[START SUPPLIED DATA]

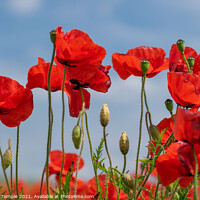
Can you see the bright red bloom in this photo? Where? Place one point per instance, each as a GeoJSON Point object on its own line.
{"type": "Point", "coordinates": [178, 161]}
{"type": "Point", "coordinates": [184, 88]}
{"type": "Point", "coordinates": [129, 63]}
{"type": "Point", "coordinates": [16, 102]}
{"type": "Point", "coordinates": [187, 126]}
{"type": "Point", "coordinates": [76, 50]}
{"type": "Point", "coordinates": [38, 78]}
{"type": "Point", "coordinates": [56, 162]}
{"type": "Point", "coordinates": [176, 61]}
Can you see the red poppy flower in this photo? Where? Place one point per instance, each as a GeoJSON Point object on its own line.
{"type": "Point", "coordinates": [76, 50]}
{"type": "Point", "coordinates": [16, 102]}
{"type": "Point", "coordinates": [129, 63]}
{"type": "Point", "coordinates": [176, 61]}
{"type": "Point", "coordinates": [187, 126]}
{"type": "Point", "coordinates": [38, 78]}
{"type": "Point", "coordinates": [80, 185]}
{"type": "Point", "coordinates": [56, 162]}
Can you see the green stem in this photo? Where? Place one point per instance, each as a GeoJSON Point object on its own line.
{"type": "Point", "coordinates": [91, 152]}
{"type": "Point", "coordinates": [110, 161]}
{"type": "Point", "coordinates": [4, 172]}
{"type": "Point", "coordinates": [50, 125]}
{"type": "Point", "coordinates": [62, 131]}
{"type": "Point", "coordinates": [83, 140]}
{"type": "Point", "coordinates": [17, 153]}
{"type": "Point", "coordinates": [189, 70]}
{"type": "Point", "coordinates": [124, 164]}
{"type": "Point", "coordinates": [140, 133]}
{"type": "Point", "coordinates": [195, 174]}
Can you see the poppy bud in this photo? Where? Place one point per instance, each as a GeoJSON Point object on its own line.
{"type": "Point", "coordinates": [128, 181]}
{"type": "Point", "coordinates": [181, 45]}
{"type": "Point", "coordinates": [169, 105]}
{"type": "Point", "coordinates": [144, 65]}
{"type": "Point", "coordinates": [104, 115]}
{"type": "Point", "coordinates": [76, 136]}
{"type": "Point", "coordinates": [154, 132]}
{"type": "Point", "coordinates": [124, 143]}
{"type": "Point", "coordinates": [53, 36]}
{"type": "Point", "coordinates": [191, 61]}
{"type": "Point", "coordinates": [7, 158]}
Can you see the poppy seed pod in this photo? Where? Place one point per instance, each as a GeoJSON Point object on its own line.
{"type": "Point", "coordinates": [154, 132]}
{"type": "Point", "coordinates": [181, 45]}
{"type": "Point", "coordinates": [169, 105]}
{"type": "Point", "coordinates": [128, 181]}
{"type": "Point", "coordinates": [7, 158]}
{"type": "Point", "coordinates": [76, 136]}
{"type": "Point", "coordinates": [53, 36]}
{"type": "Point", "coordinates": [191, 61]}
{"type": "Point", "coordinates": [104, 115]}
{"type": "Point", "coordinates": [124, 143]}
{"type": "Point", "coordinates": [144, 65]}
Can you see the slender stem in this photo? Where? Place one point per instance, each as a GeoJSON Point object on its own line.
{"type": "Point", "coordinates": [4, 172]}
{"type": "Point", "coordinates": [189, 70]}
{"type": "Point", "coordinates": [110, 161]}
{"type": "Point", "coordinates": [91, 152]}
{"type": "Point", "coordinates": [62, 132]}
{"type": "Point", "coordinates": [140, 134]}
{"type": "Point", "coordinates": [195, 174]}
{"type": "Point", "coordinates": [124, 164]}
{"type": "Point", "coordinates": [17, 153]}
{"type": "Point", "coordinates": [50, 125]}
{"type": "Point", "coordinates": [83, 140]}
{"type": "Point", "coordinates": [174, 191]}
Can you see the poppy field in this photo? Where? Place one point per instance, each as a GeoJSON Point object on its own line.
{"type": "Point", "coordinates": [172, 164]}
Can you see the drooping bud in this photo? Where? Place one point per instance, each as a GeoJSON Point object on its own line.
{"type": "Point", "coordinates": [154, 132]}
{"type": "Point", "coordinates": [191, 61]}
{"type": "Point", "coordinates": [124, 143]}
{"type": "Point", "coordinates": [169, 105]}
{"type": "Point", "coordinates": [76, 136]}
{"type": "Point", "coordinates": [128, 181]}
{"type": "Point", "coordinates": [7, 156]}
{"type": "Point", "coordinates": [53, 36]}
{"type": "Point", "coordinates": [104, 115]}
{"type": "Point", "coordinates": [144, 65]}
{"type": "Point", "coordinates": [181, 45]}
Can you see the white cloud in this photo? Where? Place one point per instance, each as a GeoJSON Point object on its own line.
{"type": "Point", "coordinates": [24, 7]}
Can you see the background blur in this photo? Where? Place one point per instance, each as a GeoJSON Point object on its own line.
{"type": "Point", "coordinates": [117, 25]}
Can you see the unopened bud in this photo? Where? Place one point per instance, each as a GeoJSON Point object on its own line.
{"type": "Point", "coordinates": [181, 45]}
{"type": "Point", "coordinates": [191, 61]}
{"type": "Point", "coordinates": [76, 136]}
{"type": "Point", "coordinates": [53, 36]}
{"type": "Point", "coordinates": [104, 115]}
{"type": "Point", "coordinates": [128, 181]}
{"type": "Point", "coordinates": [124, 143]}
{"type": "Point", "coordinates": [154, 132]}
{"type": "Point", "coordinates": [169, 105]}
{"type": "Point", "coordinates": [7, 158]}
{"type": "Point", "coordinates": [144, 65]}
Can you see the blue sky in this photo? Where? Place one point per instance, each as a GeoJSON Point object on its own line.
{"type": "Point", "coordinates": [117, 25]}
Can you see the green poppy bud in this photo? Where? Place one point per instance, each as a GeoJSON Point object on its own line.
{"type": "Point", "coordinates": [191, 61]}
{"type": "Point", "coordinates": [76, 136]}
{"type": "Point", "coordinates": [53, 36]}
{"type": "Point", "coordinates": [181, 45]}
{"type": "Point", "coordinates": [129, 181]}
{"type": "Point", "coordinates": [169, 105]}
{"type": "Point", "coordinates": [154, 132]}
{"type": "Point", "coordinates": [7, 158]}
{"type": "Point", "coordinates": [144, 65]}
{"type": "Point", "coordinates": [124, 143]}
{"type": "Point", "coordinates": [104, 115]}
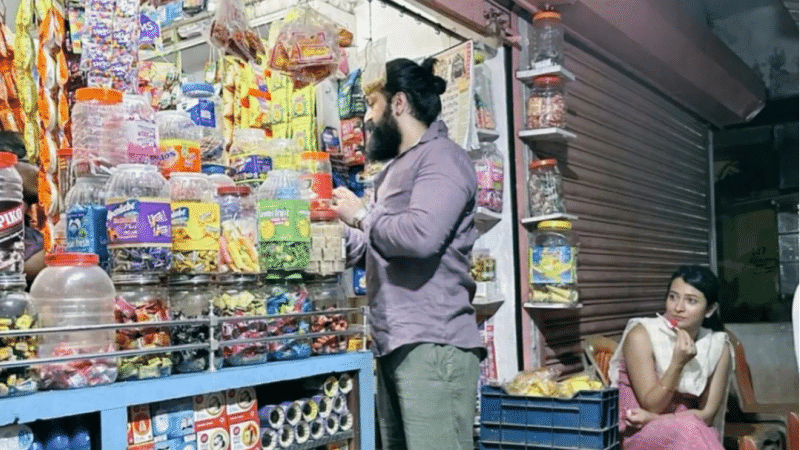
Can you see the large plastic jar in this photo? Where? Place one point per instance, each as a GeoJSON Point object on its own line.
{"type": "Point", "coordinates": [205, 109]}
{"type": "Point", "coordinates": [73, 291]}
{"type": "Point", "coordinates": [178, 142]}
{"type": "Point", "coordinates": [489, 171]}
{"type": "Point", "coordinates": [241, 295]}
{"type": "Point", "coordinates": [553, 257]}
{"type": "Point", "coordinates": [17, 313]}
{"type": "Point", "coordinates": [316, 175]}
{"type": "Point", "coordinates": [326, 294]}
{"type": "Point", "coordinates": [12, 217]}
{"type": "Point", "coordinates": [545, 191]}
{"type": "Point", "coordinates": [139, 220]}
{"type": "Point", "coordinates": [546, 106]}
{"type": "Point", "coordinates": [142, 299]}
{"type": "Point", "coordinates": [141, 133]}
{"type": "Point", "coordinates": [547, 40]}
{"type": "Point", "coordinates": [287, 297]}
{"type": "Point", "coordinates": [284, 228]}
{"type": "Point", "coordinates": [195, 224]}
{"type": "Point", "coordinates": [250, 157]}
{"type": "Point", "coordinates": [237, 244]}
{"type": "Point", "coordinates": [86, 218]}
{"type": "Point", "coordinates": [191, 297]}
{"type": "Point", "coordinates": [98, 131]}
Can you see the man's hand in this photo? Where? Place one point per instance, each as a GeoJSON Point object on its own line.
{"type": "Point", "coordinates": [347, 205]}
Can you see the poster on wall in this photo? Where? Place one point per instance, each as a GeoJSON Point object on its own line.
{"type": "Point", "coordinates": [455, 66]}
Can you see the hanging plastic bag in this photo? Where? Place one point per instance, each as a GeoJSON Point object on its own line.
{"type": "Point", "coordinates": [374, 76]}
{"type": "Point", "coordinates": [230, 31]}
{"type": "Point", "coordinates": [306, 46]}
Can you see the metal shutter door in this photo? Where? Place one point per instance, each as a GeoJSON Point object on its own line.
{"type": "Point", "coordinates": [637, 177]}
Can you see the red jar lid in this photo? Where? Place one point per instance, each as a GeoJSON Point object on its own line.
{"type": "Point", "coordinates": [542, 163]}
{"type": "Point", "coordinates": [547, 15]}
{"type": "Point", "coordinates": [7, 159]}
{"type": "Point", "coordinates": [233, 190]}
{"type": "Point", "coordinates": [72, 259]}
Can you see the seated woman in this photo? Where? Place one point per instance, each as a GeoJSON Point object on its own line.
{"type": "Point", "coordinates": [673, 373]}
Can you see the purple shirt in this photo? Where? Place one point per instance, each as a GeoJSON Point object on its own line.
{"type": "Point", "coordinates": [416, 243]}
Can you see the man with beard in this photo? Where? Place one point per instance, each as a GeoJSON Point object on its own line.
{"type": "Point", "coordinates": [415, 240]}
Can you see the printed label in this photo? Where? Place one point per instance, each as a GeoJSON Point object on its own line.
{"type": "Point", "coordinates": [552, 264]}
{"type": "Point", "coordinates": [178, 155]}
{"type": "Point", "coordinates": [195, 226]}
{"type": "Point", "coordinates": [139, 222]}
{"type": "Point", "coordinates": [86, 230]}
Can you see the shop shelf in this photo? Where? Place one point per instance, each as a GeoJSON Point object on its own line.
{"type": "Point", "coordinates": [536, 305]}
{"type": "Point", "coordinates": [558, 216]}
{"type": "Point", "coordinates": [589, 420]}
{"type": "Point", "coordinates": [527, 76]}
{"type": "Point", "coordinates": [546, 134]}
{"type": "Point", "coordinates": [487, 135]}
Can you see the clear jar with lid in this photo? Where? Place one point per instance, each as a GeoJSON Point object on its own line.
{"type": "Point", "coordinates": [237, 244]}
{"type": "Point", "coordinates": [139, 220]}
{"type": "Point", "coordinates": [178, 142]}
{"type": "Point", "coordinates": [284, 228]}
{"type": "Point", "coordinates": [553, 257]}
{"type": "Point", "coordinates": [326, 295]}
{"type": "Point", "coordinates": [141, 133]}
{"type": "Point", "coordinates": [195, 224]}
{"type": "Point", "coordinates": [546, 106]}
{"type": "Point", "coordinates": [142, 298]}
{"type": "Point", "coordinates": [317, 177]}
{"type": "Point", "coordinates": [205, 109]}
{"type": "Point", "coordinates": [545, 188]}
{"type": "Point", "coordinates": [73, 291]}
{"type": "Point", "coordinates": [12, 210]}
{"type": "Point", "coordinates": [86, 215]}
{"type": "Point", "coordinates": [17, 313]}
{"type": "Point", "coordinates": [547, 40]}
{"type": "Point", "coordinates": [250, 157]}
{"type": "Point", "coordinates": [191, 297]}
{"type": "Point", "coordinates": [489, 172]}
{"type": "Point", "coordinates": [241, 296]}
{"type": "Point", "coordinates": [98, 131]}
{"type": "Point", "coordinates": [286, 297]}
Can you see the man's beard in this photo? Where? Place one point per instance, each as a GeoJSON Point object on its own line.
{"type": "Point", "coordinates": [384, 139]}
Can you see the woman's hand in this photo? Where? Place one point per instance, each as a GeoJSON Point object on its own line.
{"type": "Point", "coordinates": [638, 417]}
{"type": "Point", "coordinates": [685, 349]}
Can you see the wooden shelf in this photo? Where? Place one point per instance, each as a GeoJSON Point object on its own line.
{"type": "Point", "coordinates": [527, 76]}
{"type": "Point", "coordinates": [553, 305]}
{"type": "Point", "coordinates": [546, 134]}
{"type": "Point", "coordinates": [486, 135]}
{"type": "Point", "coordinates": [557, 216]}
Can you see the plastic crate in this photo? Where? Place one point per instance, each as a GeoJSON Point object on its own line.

[END SUPPLIED DATA]

_STATED TASK_. Produce an exact repeat of the lines from the one containing "Can you see the man's beard" through the last line of the data, and nothing more.

_PROBLEM SOLUTION_.
Can you see the man's beard in this photo? Where? Place one point per instance, each as a GeoJSON Point object on its own line.
{"type": "Point", "coordinates": [384, 139]}
Can you see the woman's hand in this photo? Where? Place one point per instance, each as a GeoJSON Point object on its own line.
{"type": "Point", "coordinates": [638, 417]}
{"type": "Point", "coordinates": [685, 349]}
Can you see the wooden shelf in this photo? Where? Place one point per instance, each as a GeoJSON Point object on its own line.
{"type": "Point", "coordinates": [527, 76]}
{"type": "Point", "coordinates": [553, 305]}
{"type": "Point", "coordinates": [546, 134]}
{"type": "Point", "coordinates": [486, 135]}
{"type": "Point", "coordinates": [557, 216]}
Can you see the plastic crate in this photo? Where? Place one point per instance, each as a GeoJSON Point object on its own line.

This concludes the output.